▶ Metin Parçası
--------------------------------

Kızım’la Fatoş benim Almanya turnelerimden birinde keşfetmişler. Şov TV’de muhşetem bi GerçekTürkleriGösterme Programı var: ‘Yemekteyiz’ adı.
Ben de dahil oldum; şimdi akşamüstleri hep birlikte seyrediyoruz. Türkler’e dair ‘reality’nin ‘re’sini (böyle uzaktan: ekran başından) izleyebilmek için kaç saat gerekiyorsa o kadar saatimi çıtır çatır feda ederim arkadaş. Maksat: Bu Müthiş Milletin sonu gelmez karışıklıktaki hakikatsevmezliğine bir nebze olsun nüfuz edebileyim!
Zamanında ‘Biri Bizi Gözetliyor’dan olsun, ‘Gelinim Olur musun?’dan olsun azzz buzzz nasiplenmedim. Son zamanlarda ‘reality şov’ açığımı, Ulvi Türk Köşecilemeleri’nin yazıktırmalarını x-ray’leyerek kapatma gayretkeşliğim de yormuştur muhakkak beni.
Aramızda EKRAN; Basit Halkımız’ı izleyerek köşecilerimizde ferah fücur müşahede ettiğimiz: yanlış etiketleme bağımlılığı/kendini bir halt zannetme/sağ gösterip sol vurma/
esasında NEYİ temsil ettiğini Öldür Allah anlayamama/yaygın
düşünce bozuklukları/hiçbir özgün düşünce üretememe/tavşanın suyununsuyununsuyu fikirleri/teorileri dahi (ki, ordan burdan ödünç+çırpma+
çarpıtma) doğru düzgün
ifadelendirememe tarzı özelliklerini-
Halkımız, ‘reality şovlarda’ mebzul miktarda ve cömertçe sunmakta. Tüm bu: Yeni Türklerin Kafa Tutulması
Doyumsuz Özelliklerini.

--------------------------------

▶ Veri Kümesi Satırları
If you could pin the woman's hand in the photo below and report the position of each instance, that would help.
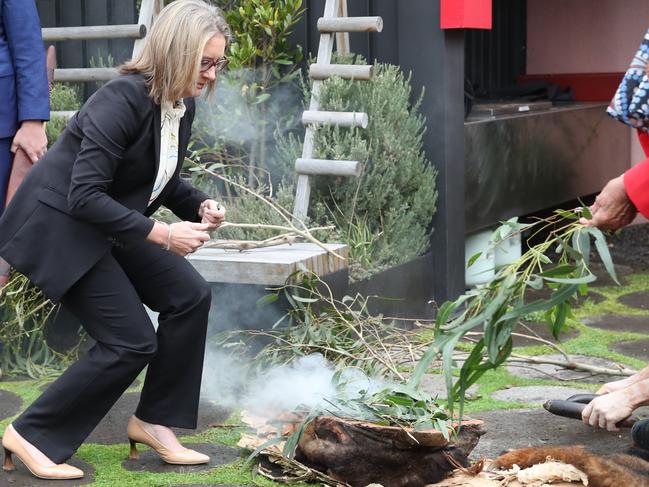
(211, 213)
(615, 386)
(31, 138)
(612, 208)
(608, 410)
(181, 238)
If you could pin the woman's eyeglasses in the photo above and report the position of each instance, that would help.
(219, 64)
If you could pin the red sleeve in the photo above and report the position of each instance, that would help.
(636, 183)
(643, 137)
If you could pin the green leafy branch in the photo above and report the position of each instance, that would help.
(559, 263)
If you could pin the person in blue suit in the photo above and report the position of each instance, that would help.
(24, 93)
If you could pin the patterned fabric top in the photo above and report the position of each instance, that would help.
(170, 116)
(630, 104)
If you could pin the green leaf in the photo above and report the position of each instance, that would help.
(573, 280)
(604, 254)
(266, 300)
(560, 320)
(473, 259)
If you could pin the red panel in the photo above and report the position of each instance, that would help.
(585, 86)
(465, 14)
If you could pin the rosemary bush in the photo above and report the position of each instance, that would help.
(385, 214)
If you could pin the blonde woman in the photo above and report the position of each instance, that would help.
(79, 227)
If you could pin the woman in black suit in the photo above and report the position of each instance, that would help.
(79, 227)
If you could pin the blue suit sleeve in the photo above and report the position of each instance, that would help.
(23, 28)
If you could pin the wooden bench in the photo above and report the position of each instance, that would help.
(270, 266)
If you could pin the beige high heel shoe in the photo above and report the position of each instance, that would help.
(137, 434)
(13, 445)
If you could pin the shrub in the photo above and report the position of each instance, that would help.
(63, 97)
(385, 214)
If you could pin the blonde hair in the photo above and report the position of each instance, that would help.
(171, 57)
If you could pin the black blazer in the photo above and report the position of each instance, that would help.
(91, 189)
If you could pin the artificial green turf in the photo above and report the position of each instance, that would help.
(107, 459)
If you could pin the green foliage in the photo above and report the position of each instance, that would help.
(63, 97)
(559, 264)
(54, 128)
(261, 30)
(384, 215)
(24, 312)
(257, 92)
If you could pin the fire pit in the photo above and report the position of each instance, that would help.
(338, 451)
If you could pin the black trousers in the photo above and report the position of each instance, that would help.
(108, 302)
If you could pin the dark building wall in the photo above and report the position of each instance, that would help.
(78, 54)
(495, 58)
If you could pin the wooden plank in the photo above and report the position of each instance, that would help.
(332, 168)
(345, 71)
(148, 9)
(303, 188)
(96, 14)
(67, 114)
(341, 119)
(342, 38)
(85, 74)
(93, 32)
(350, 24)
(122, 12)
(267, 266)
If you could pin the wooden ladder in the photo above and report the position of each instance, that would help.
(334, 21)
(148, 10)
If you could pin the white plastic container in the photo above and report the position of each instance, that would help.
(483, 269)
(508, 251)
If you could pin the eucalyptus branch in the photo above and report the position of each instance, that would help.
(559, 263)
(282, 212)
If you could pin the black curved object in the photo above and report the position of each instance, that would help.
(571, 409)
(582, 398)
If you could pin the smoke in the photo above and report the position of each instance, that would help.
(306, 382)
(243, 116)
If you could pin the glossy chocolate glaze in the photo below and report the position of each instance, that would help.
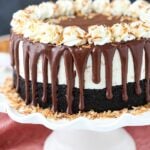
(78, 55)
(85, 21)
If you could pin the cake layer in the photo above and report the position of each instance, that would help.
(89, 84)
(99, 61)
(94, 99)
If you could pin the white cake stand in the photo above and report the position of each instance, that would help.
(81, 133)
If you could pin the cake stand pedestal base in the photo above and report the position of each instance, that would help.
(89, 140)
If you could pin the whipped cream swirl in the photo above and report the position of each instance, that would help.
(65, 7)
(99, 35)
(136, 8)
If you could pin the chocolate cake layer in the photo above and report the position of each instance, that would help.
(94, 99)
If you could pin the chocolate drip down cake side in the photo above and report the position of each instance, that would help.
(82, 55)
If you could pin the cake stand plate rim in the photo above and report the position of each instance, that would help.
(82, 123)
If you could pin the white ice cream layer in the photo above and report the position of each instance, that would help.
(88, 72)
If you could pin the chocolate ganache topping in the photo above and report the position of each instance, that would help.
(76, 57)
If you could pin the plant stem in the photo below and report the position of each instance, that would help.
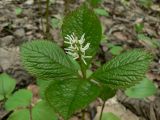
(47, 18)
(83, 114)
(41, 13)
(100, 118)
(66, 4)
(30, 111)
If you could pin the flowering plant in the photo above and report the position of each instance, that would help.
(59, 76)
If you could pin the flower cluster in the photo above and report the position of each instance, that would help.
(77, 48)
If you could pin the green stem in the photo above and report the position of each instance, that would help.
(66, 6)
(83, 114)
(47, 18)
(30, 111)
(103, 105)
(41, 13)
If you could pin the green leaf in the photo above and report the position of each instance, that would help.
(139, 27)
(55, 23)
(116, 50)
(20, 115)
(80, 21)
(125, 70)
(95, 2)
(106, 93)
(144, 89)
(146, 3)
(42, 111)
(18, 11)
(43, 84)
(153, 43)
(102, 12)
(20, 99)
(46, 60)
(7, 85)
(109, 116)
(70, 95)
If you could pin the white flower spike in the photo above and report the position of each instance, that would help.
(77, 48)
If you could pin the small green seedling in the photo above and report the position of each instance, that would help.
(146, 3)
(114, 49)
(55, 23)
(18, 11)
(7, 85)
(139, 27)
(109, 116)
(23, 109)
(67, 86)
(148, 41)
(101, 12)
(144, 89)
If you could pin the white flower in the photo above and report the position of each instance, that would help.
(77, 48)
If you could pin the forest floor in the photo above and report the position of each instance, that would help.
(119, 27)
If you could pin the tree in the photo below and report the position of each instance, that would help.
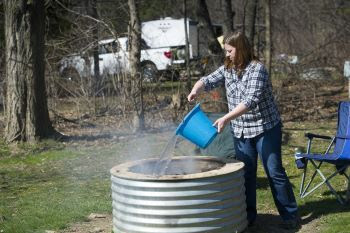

--------------------------------

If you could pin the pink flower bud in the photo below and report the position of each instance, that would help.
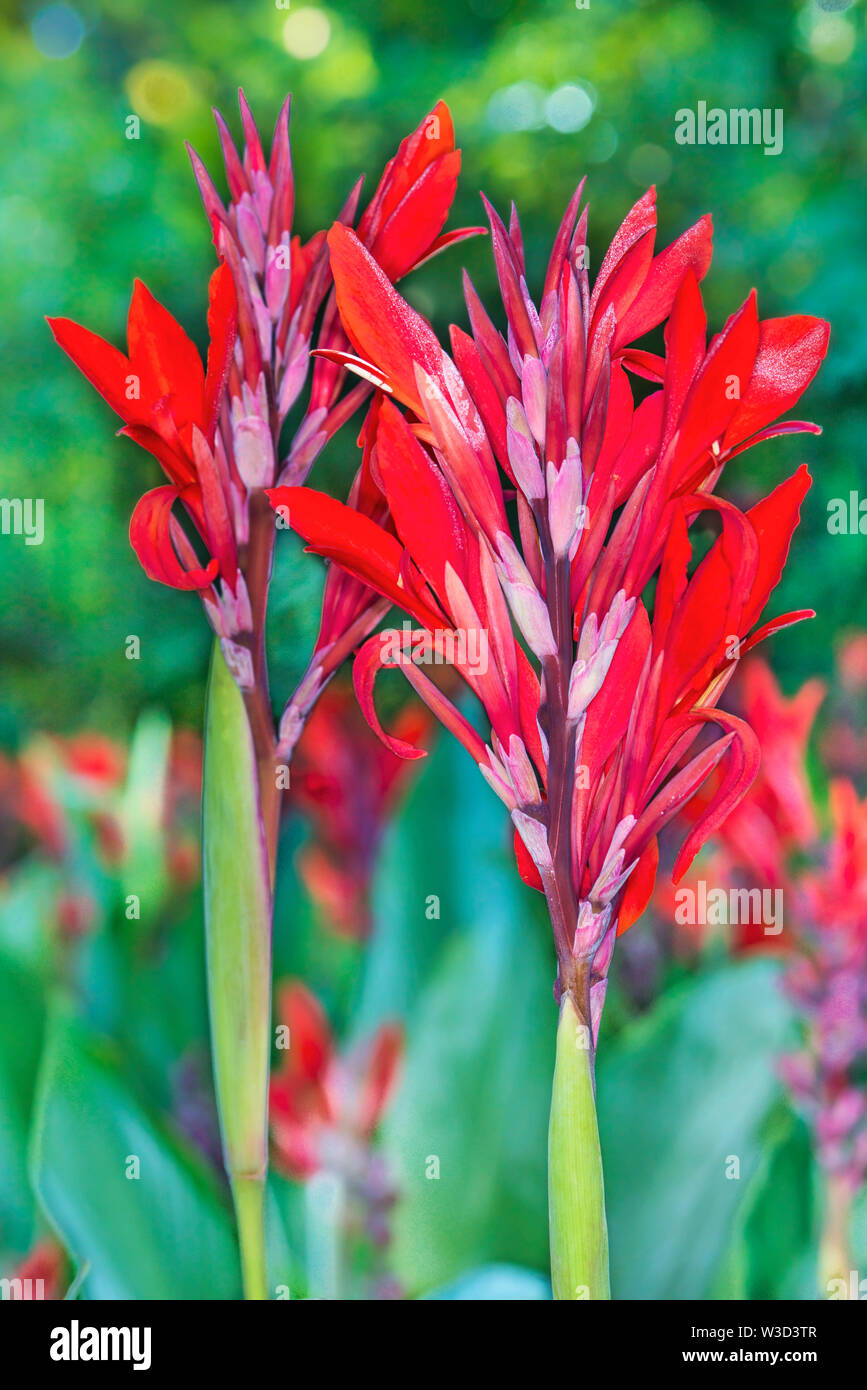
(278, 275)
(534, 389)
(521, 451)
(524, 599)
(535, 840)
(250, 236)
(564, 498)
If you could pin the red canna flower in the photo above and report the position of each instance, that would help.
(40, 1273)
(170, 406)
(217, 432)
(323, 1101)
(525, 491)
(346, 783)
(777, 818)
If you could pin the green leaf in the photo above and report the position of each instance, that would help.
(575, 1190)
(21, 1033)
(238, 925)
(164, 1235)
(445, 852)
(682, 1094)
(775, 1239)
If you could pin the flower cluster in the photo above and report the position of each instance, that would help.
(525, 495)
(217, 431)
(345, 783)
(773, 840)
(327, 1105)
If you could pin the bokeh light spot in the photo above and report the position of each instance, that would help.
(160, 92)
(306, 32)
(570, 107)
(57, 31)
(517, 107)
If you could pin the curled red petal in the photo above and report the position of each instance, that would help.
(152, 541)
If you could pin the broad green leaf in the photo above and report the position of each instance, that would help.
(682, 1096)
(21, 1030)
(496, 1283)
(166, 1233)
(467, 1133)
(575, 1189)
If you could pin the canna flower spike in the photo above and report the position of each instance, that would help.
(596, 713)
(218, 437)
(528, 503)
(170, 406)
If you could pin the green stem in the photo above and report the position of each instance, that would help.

--------------------------------

▶ Çözülecek Görev
Metin parçasında anlatıcının Türklere dair "reality"yi ekran başından izlemek için saatlerini neden feda etmeye razı olduğunu bir ila üç cümleyle açıklayın. Yanıt için satırlara değil, yalnızca metin parçasına başvurun.

▶ Doğru Çıktı
Anlatıcı, bu izleme sayesinde "Bu Müthiş Milletin" sonu gelmez karışıklıktaki hakikatsevmezliğine bir nebze olsun nüfuz edebilmeyi amaçlar. Metin bu amacı "Maksat:" diyerek açıkça belirtir.